[Text-to-region grounding data]

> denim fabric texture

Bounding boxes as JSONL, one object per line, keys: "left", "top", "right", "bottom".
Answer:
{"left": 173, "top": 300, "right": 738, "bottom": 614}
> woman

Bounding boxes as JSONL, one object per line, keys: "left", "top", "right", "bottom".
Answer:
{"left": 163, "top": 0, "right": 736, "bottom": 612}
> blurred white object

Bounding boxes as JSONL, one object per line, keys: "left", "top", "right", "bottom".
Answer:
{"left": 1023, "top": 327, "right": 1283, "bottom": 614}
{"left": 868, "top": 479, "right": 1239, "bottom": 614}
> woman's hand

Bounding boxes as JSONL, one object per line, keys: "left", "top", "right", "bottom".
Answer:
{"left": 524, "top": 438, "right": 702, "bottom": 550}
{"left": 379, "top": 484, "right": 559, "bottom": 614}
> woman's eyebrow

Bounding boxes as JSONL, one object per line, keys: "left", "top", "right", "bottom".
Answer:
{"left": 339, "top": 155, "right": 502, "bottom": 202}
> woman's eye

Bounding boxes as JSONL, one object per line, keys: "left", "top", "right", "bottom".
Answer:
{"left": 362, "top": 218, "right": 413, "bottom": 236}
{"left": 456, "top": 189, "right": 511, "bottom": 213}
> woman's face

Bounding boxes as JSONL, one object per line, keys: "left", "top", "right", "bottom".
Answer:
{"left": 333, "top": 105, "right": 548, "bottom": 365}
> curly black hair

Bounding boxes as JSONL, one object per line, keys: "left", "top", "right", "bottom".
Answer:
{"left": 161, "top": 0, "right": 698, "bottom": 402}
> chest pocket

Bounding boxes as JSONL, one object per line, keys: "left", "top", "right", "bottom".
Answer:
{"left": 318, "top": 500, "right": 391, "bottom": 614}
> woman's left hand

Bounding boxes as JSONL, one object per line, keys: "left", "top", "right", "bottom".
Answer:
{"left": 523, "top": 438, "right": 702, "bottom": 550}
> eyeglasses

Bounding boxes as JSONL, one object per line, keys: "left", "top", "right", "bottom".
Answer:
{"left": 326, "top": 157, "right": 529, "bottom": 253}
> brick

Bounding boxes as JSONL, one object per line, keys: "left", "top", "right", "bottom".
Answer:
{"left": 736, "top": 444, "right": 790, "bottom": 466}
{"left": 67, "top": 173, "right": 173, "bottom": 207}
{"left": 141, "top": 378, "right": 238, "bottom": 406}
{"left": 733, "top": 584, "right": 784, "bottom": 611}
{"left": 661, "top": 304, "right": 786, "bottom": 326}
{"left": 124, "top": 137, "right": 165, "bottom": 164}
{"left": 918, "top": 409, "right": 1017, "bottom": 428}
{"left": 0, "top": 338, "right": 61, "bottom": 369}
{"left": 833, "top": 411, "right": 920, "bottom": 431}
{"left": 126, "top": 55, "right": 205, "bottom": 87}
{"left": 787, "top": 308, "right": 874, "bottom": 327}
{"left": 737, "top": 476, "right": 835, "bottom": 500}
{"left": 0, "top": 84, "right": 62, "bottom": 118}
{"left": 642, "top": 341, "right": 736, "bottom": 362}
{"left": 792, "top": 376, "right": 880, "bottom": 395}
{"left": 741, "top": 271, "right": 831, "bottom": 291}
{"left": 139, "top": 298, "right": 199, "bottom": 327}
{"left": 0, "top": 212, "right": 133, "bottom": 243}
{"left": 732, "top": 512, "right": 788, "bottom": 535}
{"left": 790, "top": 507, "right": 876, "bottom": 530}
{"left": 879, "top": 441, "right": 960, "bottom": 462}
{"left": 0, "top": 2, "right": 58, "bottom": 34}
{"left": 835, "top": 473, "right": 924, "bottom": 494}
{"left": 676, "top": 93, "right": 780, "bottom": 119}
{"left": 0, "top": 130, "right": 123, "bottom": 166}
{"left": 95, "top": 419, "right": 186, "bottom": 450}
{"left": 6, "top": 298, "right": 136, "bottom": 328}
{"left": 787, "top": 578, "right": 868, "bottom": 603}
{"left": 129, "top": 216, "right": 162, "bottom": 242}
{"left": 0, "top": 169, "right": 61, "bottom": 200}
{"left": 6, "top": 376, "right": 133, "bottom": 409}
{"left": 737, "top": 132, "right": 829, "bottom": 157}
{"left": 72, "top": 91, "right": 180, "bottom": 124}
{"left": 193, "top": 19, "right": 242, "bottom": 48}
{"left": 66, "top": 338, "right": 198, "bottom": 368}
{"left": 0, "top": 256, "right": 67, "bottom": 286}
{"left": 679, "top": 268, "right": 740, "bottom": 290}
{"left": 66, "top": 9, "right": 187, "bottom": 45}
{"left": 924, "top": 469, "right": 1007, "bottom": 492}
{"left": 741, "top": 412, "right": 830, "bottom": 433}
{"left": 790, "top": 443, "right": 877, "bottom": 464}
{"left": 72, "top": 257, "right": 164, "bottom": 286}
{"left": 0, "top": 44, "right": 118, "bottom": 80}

▶ **What the task requires**:
The answer should consist of every line above in which "woman" appears.

▶ **Solved exercise**:
> woman
> woman's hand
> woman's eyebrow
> woman's eye
> woman's face
> woman's left hand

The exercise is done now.